# [YOUR OBJECTIVE]
Scale the data from the line with "Locate the tall" through the end of the data, including both of those lines. Write every line again with the requests unchanged, and multiply each point coordinate in the answers by 2, rounding to whole numbers with halves going up.

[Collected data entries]
——
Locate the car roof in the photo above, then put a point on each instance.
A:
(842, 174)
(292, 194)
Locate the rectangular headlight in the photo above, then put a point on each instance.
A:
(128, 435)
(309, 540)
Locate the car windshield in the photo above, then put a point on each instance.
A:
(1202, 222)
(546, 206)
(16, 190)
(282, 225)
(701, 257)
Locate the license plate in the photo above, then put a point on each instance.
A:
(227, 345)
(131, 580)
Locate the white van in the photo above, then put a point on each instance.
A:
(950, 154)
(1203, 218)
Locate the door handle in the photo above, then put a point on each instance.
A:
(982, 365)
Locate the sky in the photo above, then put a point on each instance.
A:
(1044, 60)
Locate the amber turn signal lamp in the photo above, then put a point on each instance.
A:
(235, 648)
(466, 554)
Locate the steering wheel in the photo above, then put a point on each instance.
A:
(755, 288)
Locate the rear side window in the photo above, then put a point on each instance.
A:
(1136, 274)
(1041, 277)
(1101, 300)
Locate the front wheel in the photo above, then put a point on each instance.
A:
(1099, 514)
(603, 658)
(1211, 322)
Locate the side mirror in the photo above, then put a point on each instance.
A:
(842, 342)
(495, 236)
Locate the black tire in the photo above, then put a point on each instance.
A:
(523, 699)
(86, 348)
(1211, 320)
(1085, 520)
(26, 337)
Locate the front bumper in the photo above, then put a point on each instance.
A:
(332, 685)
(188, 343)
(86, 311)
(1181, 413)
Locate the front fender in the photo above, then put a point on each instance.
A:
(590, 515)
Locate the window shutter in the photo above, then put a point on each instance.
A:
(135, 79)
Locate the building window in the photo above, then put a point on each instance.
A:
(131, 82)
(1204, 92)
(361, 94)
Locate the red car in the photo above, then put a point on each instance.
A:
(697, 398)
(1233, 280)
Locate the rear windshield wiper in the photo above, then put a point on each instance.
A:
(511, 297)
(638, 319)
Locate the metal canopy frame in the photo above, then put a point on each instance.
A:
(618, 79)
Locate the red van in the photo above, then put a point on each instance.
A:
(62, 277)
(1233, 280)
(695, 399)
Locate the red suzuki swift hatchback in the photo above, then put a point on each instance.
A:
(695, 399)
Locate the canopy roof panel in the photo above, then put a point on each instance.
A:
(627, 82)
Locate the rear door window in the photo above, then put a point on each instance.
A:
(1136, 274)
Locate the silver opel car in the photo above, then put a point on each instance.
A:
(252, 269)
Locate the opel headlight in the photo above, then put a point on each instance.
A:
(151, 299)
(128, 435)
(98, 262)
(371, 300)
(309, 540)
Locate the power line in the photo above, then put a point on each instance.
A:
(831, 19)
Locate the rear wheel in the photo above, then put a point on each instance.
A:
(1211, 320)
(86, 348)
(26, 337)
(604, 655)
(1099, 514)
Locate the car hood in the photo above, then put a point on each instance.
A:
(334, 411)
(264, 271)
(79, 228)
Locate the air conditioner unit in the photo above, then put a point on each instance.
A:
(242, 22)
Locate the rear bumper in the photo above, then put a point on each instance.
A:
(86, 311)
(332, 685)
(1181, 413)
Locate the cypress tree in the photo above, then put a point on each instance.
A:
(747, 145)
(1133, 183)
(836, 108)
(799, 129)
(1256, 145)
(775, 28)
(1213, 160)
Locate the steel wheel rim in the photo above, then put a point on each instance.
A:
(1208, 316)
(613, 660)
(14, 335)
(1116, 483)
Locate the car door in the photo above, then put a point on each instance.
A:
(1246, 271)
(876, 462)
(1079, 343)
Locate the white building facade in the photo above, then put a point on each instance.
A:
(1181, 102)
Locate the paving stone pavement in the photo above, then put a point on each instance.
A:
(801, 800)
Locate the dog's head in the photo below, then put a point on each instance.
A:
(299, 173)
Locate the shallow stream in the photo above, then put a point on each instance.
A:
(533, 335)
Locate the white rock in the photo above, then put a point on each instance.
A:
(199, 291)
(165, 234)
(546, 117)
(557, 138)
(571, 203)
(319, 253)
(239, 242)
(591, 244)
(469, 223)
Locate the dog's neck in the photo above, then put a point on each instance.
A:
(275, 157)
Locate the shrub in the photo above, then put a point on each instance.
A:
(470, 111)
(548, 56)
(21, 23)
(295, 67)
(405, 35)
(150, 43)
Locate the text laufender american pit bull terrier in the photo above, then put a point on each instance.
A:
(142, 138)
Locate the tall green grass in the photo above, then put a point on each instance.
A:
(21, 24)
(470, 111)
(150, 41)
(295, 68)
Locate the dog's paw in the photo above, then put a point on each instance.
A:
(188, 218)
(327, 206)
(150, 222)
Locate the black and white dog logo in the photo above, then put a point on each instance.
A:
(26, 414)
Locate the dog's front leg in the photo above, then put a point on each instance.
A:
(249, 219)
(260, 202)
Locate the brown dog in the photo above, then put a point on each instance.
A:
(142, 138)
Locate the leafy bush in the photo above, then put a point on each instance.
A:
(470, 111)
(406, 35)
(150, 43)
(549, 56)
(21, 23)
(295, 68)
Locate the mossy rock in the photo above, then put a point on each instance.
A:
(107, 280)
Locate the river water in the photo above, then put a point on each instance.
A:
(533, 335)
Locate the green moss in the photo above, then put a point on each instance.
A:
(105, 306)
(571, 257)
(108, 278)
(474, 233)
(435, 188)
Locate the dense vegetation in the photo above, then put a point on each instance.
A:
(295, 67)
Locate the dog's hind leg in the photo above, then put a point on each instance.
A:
——
# [FINISHED TASK]
Locate the tall green grass in the photo above, then put a point on each instance.
A:
(42, 48)
(940, 222)
(300, 82)
(590, 136)
Locate the dog's paw in the photo above, then put a point on each instance.
A:
(376, 436)
(654, 412)
(300, 444)
Locate the black and white dog logo in the photo above, then put a point on each instance.
A:
(52, 828)
Locate the dog's front leg in the photo above, then put a point on each instance.
A:
(498, 438)
(520, 404)
Locate the brown dog in the photo above, then put a point on each instance.
A:
(284, 276)
Locate the leafy bush in the photo above, then put a point on each instance.
A:
(940, 222)
(812, 70)
(300, 86)
(1098, 112)
(42, 46)
(590, 136)
Locate the mossy rock in the photo above, then put a point on each instance.
A:
(214, 560)
Locate the river water in the photo above, then put a point on each instance.
A:
(1066, 670)
Locate the green moss in the photo above, then put a point on each instance.
A:
(210, 612)
(1142, 514)
(216, 556)
(948, 466)
(870, 376)
Locate the dense vegetation in the photo above, then put a point on each instance.
A:
(590, 134)
Locate the dog's hind leg in the photo above, then put a point on each instance.
A:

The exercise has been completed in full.